WRITTEN REQUEST: Count how many lines in the data below contain the string "roasted", treating case as significant, and give only that number.
---- DATASET EXTRACT
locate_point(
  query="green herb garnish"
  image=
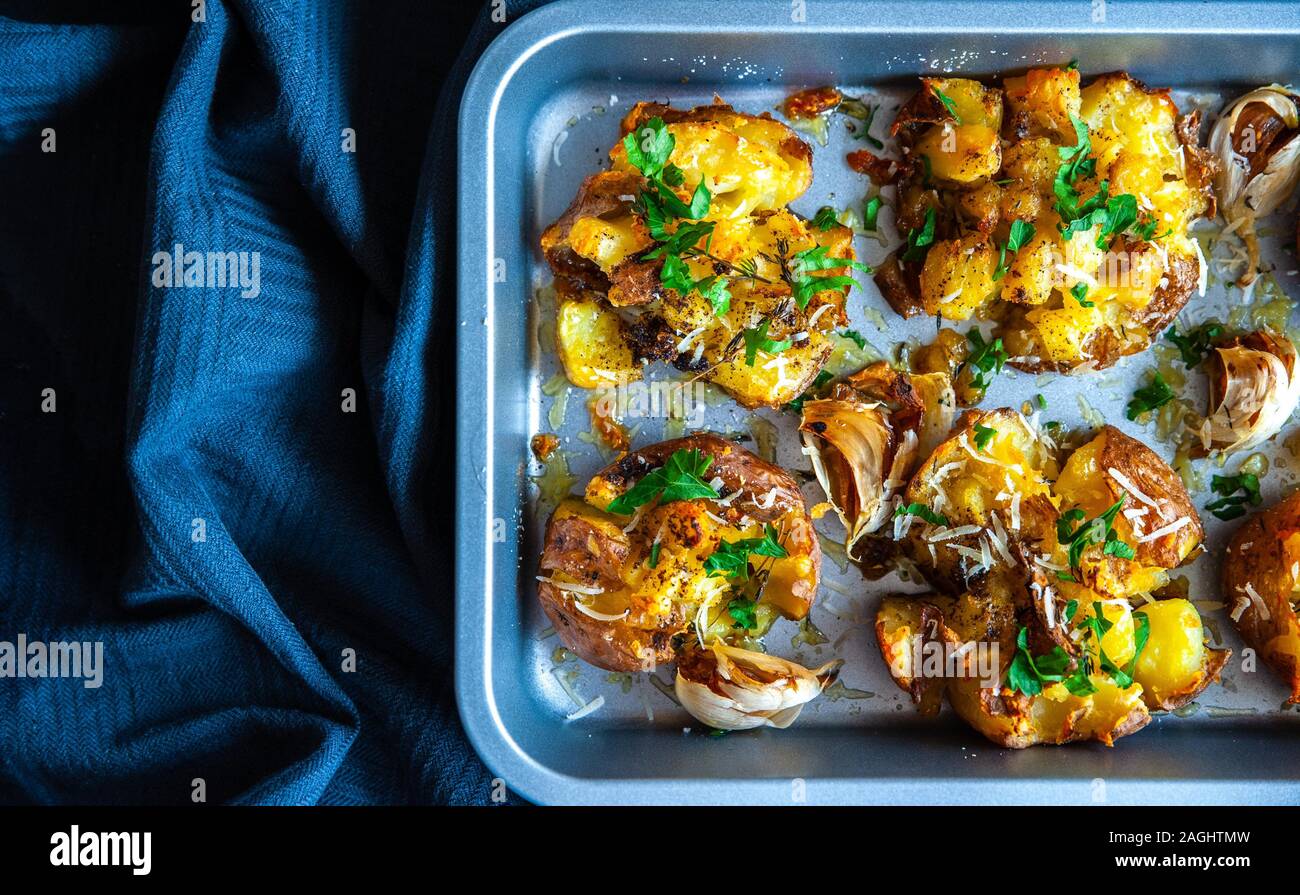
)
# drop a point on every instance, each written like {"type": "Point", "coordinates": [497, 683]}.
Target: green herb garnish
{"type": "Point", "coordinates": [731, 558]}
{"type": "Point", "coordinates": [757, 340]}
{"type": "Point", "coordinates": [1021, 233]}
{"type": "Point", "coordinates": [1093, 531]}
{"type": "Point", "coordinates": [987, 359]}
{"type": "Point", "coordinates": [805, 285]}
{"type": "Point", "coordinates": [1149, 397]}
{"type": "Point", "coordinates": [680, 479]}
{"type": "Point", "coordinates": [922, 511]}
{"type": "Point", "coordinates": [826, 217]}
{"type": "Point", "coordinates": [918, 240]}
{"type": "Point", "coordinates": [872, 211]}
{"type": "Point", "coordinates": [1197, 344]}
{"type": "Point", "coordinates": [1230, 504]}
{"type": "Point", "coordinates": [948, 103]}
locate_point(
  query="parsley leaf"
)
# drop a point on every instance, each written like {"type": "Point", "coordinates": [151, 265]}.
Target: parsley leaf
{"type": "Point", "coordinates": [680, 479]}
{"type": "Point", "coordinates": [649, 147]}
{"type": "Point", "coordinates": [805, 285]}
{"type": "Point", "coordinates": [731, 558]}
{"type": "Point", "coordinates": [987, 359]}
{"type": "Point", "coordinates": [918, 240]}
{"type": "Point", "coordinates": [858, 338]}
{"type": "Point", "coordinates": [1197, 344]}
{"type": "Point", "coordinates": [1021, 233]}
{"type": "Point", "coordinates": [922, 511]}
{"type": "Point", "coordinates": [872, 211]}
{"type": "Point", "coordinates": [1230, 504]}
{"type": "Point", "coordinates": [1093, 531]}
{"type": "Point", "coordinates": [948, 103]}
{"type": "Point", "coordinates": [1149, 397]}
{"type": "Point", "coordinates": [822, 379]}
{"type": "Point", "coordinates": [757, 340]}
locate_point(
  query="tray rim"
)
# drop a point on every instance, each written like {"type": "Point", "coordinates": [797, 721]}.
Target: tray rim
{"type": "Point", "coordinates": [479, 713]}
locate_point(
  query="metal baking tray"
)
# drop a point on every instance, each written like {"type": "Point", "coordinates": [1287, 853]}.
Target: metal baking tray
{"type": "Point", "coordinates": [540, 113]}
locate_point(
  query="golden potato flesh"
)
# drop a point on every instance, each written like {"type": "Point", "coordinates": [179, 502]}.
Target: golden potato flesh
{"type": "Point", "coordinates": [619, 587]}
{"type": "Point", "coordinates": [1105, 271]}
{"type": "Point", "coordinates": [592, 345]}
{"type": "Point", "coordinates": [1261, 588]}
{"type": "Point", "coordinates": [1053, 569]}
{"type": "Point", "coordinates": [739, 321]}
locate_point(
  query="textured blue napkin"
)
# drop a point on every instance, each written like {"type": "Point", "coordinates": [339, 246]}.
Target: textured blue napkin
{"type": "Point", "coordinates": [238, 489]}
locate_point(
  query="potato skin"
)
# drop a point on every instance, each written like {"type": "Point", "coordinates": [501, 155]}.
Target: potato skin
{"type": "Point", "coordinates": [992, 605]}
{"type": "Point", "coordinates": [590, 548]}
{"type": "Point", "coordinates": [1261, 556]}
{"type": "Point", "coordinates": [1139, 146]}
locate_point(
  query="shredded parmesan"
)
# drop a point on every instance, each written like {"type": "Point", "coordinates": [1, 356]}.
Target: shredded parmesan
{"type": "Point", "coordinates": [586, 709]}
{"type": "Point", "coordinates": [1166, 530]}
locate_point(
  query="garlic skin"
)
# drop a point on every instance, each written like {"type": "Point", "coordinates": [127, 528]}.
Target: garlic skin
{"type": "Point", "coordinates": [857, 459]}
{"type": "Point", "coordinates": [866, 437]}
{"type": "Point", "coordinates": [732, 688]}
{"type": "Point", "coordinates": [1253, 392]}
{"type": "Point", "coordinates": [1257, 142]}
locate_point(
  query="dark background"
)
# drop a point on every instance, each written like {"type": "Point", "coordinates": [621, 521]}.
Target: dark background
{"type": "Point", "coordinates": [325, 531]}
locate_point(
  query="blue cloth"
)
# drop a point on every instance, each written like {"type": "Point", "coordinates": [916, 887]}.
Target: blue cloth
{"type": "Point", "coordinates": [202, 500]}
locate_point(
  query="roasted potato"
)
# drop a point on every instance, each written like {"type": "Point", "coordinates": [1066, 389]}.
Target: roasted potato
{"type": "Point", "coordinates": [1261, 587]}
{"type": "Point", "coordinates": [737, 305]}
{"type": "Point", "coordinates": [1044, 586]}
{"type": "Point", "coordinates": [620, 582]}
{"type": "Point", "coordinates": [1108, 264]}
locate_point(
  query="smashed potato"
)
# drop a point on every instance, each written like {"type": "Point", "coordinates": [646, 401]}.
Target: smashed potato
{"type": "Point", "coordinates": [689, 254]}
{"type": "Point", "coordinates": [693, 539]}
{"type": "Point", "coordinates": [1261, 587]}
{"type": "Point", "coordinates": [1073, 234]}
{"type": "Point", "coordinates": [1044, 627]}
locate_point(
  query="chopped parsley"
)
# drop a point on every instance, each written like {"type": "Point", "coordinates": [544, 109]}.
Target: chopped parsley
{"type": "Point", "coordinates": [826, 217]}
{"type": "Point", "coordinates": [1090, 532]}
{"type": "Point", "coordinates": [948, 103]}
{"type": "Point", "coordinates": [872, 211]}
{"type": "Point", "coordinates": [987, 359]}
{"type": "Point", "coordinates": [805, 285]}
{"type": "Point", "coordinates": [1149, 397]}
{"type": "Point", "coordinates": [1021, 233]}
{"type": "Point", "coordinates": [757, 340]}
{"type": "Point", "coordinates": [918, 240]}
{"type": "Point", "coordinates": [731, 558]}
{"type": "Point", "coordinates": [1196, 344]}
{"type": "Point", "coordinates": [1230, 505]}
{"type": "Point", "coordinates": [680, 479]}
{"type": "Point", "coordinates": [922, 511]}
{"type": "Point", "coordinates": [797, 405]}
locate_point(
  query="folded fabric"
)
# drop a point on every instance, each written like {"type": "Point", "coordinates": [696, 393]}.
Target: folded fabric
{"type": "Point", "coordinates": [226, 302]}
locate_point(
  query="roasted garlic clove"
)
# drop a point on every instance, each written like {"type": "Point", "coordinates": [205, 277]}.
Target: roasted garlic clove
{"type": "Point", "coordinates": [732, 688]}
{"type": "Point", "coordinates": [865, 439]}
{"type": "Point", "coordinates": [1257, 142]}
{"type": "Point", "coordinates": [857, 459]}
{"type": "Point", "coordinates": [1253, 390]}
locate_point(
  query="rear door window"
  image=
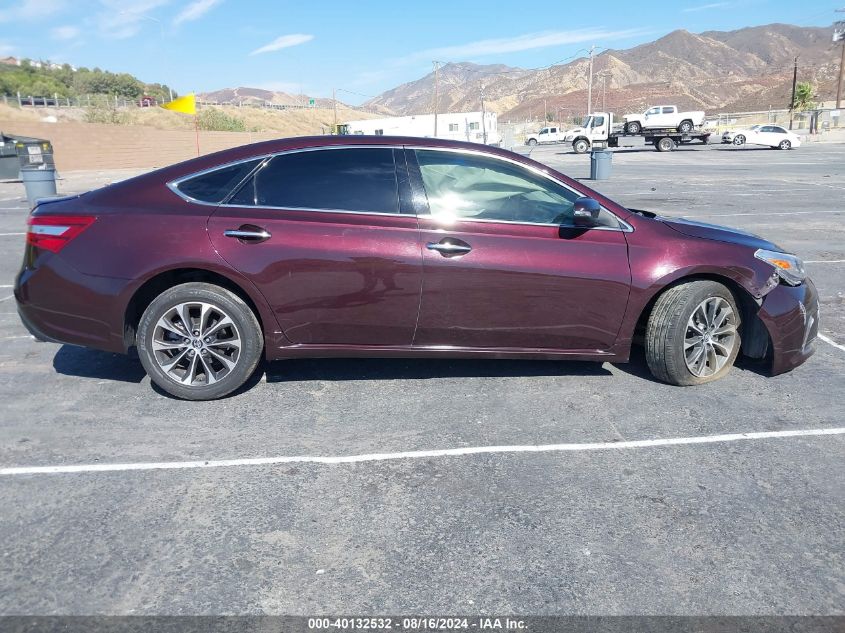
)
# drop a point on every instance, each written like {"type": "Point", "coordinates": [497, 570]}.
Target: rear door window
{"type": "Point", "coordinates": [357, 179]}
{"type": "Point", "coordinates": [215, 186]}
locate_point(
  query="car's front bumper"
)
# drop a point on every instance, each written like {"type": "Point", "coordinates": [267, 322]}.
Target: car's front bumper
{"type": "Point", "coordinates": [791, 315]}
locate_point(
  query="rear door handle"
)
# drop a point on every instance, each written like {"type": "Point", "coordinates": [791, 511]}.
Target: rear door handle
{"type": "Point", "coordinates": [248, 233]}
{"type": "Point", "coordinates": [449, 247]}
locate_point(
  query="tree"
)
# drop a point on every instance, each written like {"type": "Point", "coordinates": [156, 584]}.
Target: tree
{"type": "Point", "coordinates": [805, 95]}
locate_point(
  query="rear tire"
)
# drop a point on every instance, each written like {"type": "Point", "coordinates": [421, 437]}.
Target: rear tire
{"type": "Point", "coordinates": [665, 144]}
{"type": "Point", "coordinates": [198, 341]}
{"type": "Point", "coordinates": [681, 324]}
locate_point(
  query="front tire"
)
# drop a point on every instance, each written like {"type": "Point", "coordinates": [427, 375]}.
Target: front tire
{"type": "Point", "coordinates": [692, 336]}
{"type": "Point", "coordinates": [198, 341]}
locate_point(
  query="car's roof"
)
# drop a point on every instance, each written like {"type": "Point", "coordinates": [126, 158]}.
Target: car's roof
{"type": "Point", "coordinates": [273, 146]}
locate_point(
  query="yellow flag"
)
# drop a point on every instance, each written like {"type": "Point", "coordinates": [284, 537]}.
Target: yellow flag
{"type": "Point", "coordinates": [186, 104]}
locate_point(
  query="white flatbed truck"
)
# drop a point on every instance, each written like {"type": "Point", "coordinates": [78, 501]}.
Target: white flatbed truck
--------
FINAL RESULT: 4